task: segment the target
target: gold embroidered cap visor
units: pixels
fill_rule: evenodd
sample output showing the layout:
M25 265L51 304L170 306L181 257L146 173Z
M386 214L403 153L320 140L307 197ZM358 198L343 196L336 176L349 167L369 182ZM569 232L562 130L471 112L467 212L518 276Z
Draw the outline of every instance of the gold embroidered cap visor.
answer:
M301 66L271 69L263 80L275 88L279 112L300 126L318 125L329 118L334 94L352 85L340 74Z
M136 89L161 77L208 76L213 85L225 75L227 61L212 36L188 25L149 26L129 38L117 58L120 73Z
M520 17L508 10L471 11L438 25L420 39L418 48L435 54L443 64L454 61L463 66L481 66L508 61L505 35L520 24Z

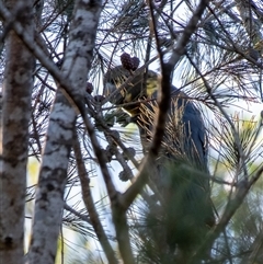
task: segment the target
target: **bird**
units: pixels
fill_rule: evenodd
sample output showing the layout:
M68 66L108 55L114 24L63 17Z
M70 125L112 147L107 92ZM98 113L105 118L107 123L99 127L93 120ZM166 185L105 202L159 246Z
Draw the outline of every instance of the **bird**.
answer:
M135 74L123 66L110 69L104 76L103 94L138 125L144 151L153 136L159 77L152 70ZM185 263L215 225L208 140L202 113L187 94L171 83L170 95L162 147L156 160L158 173L151 179L162 196L162 208L159 203L148 221L162 222L163 229L153 231L156 242L163 249L164 241L169 252L181 260L179 263Z

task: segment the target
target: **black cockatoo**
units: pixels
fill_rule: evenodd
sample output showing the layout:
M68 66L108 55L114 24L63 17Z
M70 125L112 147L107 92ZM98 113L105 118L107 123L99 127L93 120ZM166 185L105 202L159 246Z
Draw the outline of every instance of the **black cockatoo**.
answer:
M133 78L130 71L117 66L104 77L104 95L129 113L139 127L146 151L158 111L158 74L151 70ZM162 196L159 207L163 208L157 210L161 216L155 213L149 218L163 226L153 231L157 243L165 243L169 252L181 255L184 262L195 253L214 226L215 217L207 169L207 136L201 112L172 84L170 92L170 112L156 162L158 175L151 179Z

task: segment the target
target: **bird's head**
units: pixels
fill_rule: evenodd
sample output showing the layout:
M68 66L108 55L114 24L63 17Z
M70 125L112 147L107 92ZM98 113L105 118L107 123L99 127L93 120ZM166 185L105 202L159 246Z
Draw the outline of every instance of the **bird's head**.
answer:
M134 74L123 66L110 69L104 76L103 95L110 97L110 102L122 105L130 115L136 115L139 100L146 99L158 90L158 74L148 70L147 77L142 71Z

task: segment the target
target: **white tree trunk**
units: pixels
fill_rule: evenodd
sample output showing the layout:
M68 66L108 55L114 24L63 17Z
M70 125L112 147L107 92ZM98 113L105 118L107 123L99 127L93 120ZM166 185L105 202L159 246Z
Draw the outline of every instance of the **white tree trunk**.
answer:
M101 12L101 1L77 1L70 27L62 72L70 81L70 94L80 102ZM73 142L77 113L60 88L50 114L46 146L36 195L33 237L28 263L54 263L64 208L69 153Z
M31 0L7 1L14 19L33 39L31 4ZM1 120L0 263L15 264L22 263L24 256L24 205L34 57L13 31L9 32L5 49Z

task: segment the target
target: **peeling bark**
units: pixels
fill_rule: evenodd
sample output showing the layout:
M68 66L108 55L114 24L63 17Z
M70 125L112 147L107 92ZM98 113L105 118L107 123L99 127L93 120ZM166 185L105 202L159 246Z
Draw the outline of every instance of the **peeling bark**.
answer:
M101 12L101 1L77 1L61 71L68 76L75 102L83 99L87 73ZM54 263L61 225L69 153L77 112L59 89L50 114L35 203L27 263Z
M12 0L8 1L7 5L12 8L16 20L33 39L31 3L30 0ZM22 15L19 15L19 9L23 12ZM12 31L7 37L5 48L3 150L0 176L0 260L1 263L15 264L21 263L24 256L24 205L34 58Z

_ _ _

**PROBLEM REQUIREMENTS**
Please change "Draw the outline" to "Trace the contour" throughout the records above and give them again with everything else unchanged. Leave the pictures out.

**SOLVED EXERCISE**
task: segment the target
target: gold embroidered cap visor
units: pixels
fill_rule: evenodd
sample output showing the layout:
M25 265L51 304L170 306L181 257L146 173Z
M386 214L403 153L320 140L307 197ZM358 198L343 196L336 176L349 167L369 182ZM569 232L562 130L471 112L467 212L518 276Z
Trace the contour of every instance of the gold embroidered cap visor.
answer:
M301 66L271 69L263 80L275 88L279 112L300 126L318 125L329 118L334 94L352 85L340 74Z
M136 89L161 77L208 76L213 85L225 75L227 61L212 36L188 25L149 26L129 38L117 58L120 73Z
M520 17L508 10L471 11L438 25L420 39L418 48L435 54L443 64L454 61L463 66L481 66L508 61L505 35L520 24Z

task: segment the target
target: **bird**
units: pixels
fill_rule: evenodd
sample output showing the layout:
M68 66L108 55L114 24L63 17Z
M70 125L112 147L107 92ZM98 113L105 118L107 123L99 127L93 120ZM166 185L105 202L159 246Z
Trace the contour of every instance of the **bird**.
answer:
M135 74L123 66L110 69L104 76L103 94L138 125L144 151L153 136L159 77L152 70ZM185 263L215 225L208 140L202 113L187 94L171 83L170 95L162 147L156 160L158 173L151 179L162 196L162 208L159 203L148 221L162 222L163 229L153 231L156 242L163 249L164 241L169 252L181 260L179 263Z

task: segment the target
target: **black cockatoo**
units: pixels
fill_rule: evenodd
sample output showing the layout:
M68 66L108 55L114 24L63 17Z
M70 125L112 147L107 92ZM98 113L105 118L107 123L99 127L93 120ZM166 185L105 202L159 246Z
Trace the contour of every instance of the **black cockatoo**.
answer:
M133 78L130 71L117 66L104 77L104 95L129 113L139 127L146 151L158 111L158 74L151 70ZM162 196L159 207L163 208L157 210L161 216L155 213L149 218L163 226L153 231L157 243L165 243L169 252L181 255L184 262L195 253L214 226L215 217L207 169L207 136L201 112L172 84L170 92L170 112L156 162L158 175L151 179Z

task: segment the target
target: **bird's head**
units: pixels
fill_rule: evenodd
sample output showing the layout:
M68 66L108 55L114 24L63 17Z
M70 125L112 147L107 92ZM98 113L105 118L107 123L99 127L93 120ZM166 185L105 202L159 246Z
Trace the contour of every instance of the **bird's head**.
answer:
M134 74L123 66L110 69L104 76L103 95L110 97L110 102L122 105L130 115L136 115L139 100L146 99L158 90L158 74L148 70L147 77L142 71Z

task: segment the target
target: **white tree trunk**
units: pixels
fill_rule: evenodd
sample output showing the layout:
M68 66L108 55L114 24L63 17Z
M70 125L112 147L107 92ZM98 113L105 118L107 123L99 127L93 120ZM166 185L105 202L159 246Z
Trace the contour of every instance of the **white tree trunk**.
answer:
M101 12L101 1L77 1L70 27L62 72L70 81L70 94L80 102ZM73 142L77 113L60 88L50 114L46 146L36 195L33 237L28 263L54 263L64 208L69 153Z
M31 0L7 1L14 19L33 39L31 4ZM1 120L0 263L15 264L22 263L24 256L24 205L34 57L13 31L9 32L5 49Z

task: segment the target
target: **peeling bark**
units: pixels
fill_rule: evenodd
sample output showing the layout:
M68 66L108 55L114 24L63 17Z
M70 125L112 147L107 92ZM98 113L105 118L107 123L99 127L93 120ZM166 185L105 202L159 246Z
Trace the contour of every instance of the **peeling bark**.
answer:
M101 12L101 1L77 1L61 71L68 76L75 102L83 99L87 73ZM54 263L61 225L69 153L77 112L59 89L50 114L35 203L27 263Z
M12 0L8 1L7 5L12 8L16 20L33 39L31 3L30 0ZM22 15L19 15L19 9L23 12ZM12 31L7 37L5 48L3 150L0 176L0 260L1 263L15 264L21 263L24 256L24 205L34 58Z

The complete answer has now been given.